### ENTRIES SHOWN

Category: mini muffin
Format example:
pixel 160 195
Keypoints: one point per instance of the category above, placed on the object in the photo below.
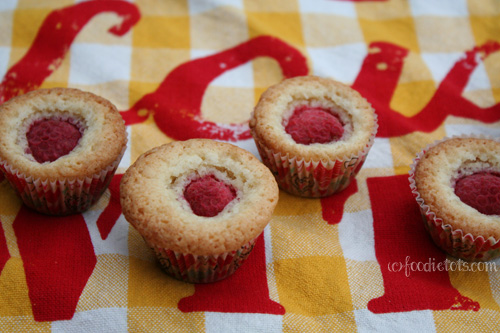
pixel 457 185
pixel 59 148
pixel 313 133
pixel 200 205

######

TASK DIRECTIONS: Rewrite the entries above with "mini muffin" changed to "small muffin" and everything else kept the same. Leave the pictures out of your answer.

SOLUTION TO THIS TASK:
Category: small muffin
Format example:
pixel 160 195
Keypoints: one point per instance of the category above, placed on the object in the photo below.
pixel 457 185
pixel 59 148
pixel 313 133
pixel 200 205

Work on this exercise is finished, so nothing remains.